───── Record excerpts

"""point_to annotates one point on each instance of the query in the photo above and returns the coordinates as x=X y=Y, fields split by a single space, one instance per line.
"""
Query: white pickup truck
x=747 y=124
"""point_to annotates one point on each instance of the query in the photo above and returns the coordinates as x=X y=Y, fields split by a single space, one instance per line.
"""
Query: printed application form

──────────

> What the exercise asks: Please give all of the entries again, exactly as written.

> Output for this task:
"""point_to annotates one point on each instance of the query in the photo above and returns the coordinates as x=X y=Y, fields split by a single space, one instance per line.
"""
Query: white pickup truck
x=747 y=124
"""point_to annotates one point on each instance of the query in the photo above and returns the coordinates as x=X y=Y, fields split by a single space, one instance per line.
"""
Query: printed application form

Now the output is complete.